• Exercise
Retype the part of the blog post about the dog Katie between "The world's best doggie" and "of my dreams.", inclusive, without changing anything.

• Text provided
=-=-=

Tuesday, June 07, 2005


The world's best doggie

So I've told you about Simon, menace to things that are folded, stacked or otherwise put away. And I've told you about Tristan, slave to the cult of Thomas and Friends. I've even told you about Beloved, man of my dreams.

But before there was babies, before we were even married, there was Katie. Katie, perhaps the world's best natured dog. Katie, whom I love as a daughter and sister in my house full of men.

Katie is a golden retriever-German shepherd mix, just turned six years old. She looks like a very large yellow lab, but with the thick ruff of a shepherd. She is perhaps the most patient dog on god's green earth. No dog should put up with what that dog tolerates from my two rambunctious preschoolers and still be as loving and forgiving as her. She is regularly poked, kissed, prodded, laid-on, tickled, examined, ridden like a pony and used as a step-stool to get onto the couch, among other indignities -- and she doesn't flinch.

I have never seen her so much as curl a lip at my boys, no matter how they are torturing her. At her most annoyed, she will open her mouth and use her very large head to knock over and away whomever is pestering her. Mostly, she just gets up and walks away, throwing a look that drips baleful annoyance in my direction. I can clearly read, in her brown doggie eyes, "You did this to me."

Katie was my problem child. She was so wild as a pup that we had to take her to obedience training twice. Puppy classes at the community centre did nothing to curb her wildness, so we took her to a former police dog trainer who laid down the law. He taught us to use one of those awful spiked choke chains because she was obtusely unaware of any other kind of restraint on her and it was the only way I could exert any control over her. Yet she was incredibly submissive, so much so that she'd pee on the floor, writhing on the ground desperate for approval whenever someone approached her. (We're alike in so many ways, my Katie and me.) She was always great with kids, so much so that in the days before I had kids of my own the boys who lived a few doors down would come and knock on the door and ask if Katie could come out to play.

Katie was also our practise child. I remember crying on the phone to my mother, exasperated after she had destroyed something or other and exhausted by her puppy neediness, wondering how I'd ever be able to raise children if I couldn't contain this insanely rambunctious puppy. And when we were going through our diagnosis and treatment for infertility, through two failed treatments and a miscarriage Katie was my substitute child, so much so that I joked in a not-quite-joking kind of way that if we didn't have kids soon, one would find me some day at the mall pushing Katie in a pram with a bonnet on her head.

=-=-=

• Entries provided
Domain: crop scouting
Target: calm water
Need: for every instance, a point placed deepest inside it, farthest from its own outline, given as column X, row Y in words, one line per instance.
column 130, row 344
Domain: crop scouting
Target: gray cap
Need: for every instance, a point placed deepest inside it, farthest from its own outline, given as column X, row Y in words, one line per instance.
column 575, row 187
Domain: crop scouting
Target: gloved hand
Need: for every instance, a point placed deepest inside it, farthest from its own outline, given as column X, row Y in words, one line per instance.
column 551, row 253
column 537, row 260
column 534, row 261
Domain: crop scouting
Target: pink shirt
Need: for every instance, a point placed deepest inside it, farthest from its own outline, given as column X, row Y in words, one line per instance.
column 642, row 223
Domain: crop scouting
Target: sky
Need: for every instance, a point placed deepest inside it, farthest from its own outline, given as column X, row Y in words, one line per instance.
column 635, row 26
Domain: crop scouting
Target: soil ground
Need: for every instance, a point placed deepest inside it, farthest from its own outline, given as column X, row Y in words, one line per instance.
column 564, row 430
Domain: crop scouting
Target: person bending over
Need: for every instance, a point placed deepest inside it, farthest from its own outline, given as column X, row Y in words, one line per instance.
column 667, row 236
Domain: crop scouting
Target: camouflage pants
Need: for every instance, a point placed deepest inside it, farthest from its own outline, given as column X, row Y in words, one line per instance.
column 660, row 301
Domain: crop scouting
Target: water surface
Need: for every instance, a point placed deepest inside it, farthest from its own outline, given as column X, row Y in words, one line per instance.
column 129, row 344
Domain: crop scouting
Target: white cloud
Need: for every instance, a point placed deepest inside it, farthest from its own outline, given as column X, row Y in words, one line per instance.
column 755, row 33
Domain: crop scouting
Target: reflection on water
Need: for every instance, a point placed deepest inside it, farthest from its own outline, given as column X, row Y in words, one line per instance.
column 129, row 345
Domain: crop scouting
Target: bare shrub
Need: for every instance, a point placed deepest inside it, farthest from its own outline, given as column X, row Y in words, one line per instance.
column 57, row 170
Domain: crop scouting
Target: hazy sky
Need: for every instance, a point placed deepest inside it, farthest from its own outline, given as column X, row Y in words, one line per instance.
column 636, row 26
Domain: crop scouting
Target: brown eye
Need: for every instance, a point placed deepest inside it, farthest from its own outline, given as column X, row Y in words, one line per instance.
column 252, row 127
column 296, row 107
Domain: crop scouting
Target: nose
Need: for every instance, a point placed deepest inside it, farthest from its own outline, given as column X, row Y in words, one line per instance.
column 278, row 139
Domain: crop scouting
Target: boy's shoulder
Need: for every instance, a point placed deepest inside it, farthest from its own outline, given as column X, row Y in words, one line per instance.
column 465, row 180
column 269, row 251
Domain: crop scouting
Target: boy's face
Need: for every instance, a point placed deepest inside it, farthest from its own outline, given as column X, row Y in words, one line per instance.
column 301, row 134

=-=-=

• Task answer
The world's best doggie

So I've told you about Simon, menace to things that are folded, stacked or otherwise put away. And I've told you about Tristan, slave to the cult of Thomas and Friends. I've even told you about Beloved, man of my dreams.